_Information given_
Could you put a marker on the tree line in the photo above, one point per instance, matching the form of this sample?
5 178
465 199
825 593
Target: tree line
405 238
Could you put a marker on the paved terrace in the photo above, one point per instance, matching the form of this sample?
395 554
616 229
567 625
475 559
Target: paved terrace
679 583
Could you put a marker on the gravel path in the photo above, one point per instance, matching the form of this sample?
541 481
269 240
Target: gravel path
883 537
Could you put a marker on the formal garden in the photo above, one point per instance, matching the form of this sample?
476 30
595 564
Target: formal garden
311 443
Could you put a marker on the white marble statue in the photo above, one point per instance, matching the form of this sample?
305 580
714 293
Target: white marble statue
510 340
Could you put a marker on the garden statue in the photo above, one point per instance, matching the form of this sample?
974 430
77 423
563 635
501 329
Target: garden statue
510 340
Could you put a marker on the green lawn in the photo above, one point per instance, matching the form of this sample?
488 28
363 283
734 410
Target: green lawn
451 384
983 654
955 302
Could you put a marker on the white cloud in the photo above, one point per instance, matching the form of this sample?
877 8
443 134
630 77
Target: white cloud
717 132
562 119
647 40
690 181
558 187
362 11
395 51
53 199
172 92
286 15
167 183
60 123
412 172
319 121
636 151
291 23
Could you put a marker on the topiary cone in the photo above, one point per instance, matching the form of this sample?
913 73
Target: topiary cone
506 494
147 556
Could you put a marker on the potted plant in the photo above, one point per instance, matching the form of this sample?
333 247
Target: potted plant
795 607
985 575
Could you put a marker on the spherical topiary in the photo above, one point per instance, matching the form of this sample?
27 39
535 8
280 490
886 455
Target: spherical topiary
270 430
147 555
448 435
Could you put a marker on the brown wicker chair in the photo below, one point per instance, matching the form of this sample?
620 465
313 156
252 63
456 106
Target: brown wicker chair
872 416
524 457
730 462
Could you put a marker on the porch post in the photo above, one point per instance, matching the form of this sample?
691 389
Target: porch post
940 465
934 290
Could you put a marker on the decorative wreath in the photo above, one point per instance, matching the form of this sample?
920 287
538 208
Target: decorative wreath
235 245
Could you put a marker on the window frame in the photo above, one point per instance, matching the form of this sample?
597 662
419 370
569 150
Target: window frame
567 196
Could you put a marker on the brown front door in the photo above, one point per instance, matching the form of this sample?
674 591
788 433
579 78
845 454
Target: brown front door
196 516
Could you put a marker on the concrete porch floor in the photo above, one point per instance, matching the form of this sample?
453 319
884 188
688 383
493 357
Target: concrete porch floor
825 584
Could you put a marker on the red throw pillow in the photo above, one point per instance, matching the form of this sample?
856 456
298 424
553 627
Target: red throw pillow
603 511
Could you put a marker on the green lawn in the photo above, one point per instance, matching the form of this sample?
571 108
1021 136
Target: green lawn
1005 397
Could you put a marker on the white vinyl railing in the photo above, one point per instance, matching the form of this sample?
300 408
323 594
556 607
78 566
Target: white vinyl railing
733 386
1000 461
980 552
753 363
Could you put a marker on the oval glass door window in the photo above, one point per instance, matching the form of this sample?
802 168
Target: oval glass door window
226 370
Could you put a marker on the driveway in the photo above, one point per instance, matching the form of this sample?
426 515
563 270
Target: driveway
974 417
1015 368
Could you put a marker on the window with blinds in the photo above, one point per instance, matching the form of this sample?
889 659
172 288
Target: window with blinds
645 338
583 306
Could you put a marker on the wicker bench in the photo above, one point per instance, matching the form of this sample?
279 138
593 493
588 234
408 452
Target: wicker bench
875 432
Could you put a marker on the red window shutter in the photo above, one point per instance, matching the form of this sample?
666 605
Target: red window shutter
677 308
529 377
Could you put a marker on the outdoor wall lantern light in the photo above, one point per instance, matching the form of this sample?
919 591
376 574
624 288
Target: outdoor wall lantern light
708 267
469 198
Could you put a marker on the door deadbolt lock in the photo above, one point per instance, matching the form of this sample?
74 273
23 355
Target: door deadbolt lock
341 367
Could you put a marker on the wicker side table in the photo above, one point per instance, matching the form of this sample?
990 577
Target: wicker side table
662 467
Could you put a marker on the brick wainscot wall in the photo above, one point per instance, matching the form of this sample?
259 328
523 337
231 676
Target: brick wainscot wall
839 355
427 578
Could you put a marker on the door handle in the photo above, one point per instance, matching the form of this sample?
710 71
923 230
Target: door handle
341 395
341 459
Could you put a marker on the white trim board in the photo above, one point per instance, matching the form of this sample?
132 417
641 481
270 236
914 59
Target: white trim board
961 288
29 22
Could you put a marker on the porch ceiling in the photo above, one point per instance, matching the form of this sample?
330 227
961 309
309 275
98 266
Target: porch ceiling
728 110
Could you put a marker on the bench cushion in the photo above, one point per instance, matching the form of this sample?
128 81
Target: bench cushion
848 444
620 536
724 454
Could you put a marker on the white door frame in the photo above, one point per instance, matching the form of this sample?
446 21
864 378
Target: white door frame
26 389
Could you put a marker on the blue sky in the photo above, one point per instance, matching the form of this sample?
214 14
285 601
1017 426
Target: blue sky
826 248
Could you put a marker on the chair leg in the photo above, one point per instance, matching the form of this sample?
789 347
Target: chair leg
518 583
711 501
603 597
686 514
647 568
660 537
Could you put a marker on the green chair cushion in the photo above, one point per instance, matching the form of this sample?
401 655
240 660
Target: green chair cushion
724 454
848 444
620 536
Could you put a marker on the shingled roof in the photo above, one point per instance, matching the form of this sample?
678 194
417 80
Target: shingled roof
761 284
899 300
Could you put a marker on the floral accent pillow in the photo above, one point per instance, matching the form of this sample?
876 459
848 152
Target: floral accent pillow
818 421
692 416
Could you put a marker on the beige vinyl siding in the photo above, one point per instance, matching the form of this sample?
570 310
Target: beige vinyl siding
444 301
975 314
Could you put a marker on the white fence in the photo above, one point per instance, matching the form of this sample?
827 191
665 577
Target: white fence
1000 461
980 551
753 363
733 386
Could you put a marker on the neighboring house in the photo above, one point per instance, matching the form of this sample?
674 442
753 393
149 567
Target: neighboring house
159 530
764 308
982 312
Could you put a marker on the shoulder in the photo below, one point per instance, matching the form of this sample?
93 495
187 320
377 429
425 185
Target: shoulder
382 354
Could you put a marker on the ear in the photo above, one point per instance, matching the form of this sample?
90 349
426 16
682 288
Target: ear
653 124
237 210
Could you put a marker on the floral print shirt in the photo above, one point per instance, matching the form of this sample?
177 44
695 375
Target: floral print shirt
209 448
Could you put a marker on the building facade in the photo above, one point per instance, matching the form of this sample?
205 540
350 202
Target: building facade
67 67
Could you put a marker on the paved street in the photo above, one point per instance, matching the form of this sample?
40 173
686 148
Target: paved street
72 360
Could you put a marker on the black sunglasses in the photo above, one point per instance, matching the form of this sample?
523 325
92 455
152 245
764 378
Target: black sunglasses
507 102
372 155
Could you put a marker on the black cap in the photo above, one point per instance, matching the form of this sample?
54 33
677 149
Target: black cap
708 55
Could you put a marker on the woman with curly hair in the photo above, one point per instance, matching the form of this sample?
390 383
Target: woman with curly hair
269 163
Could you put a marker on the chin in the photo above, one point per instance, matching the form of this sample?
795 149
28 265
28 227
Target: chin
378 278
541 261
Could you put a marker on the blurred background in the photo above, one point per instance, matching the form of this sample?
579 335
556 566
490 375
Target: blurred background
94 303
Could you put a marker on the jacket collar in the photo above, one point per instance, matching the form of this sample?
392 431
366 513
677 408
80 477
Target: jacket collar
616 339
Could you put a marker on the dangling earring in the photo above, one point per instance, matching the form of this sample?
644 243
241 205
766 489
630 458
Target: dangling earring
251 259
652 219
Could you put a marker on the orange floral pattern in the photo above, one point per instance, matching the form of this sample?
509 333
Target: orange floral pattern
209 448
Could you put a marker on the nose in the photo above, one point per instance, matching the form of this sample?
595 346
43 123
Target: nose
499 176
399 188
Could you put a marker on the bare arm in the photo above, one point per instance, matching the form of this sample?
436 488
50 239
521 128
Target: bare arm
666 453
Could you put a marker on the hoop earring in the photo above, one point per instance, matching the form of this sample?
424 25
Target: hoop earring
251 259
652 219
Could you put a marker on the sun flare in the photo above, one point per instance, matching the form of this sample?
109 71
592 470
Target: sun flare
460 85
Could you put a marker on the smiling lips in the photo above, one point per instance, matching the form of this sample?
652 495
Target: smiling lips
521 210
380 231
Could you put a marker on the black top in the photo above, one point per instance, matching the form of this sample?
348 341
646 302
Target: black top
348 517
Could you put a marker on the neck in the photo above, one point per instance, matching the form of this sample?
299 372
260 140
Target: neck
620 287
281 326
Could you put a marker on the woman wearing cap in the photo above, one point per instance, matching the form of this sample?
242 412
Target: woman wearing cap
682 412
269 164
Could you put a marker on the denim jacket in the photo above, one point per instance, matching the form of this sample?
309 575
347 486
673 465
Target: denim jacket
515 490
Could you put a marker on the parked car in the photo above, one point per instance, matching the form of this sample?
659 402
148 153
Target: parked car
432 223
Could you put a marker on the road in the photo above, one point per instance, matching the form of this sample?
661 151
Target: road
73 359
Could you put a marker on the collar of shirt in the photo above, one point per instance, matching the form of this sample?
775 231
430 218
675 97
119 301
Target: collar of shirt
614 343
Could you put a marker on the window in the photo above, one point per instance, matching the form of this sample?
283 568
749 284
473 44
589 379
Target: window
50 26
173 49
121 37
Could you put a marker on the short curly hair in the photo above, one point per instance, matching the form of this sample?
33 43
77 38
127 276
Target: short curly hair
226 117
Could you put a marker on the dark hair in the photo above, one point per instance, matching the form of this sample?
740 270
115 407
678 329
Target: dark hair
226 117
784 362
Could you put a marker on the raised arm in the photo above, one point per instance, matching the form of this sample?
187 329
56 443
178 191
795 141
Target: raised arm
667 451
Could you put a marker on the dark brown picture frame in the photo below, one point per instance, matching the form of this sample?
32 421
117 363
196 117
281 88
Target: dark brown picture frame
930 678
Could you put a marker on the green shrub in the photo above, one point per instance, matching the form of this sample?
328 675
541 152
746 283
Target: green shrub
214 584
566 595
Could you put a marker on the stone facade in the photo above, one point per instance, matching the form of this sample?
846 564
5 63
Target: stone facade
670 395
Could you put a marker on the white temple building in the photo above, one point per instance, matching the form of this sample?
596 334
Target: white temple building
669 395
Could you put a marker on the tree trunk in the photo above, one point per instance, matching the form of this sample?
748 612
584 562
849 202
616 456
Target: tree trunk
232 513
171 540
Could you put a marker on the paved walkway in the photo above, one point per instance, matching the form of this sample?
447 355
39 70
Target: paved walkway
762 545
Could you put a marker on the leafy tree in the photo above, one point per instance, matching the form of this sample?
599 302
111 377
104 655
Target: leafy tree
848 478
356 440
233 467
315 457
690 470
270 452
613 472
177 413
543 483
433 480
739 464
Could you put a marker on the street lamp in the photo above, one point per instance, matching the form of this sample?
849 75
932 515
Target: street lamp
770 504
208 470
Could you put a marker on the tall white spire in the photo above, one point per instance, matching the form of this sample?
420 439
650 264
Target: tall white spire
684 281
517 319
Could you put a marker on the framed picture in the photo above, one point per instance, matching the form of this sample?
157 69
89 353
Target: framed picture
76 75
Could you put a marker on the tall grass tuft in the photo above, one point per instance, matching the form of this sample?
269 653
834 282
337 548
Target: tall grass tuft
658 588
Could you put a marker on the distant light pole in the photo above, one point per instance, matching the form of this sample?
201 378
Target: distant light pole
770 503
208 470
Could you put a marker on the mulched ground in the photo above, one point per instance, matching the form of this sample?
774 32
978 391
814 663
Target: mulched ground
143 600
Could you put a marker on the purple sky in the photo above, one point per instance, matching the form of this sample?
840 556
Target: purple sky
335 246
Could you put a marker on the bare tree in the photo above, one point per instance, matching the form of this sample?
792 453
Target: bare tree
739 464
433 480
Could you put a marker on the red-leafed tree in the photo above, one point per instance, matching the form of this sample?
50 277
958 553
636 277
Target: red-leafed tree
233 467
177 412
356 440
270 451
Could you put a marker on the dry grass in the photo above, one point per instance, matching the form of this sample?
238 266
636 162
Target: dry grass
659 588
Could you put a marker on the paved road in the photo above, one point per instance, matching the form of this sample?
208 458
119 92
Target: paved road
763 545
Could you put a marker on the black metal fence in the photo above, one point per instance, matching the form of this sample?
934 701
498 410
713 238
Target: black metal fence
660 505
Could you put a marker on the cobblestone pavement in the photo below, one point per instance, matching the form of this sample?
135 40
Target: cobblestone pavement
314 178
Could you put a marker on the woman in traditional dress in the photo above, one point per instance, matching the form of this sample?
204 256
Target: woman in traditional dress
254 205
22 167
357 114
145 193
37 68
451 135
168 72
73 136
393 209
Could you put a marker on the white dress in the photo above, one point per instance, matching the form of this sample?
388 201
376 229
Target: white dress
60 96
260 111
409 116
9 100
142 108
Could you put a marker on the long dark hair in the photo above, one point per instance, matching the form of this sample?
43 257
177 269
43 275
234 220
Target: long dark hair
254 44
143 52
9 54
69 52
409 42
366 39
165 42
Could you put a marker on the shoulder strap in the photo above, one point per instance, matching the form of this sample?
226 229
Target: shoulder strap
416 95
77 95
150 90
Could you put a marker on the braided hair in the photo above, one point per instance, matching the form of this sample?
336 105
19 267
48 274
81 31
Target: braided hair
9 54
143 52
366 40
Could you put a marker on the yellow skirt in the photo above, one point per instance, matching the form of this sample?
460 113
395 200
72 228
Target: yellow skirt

_Exercise_
Please update the part that opens with the line containing "Could you put a marker on the shoulder strap" and closes at the end of the rows by changing "braided hair" to "plaited hair" and leaving everything else unchanged. Return only that part.

_Exercise result_
Could you put a marker on the shoulder strap in the photo above, one point per instance, matching the form of this sample?
226 229
Target: shoulder strap
416 95
77 95
150 90
Could you put a marker on the plaited hair in the photo above, one point per instance, matching the form of this sample?
336 105
19 267
48 274
81 31
Target: plaited hair
9 54
143 52
366 40
Could you put a marker on the yellow skirt in the photo above, one point per instance, matching the form of this sample?
460 113
395 200
72 228
Target: yellow skirt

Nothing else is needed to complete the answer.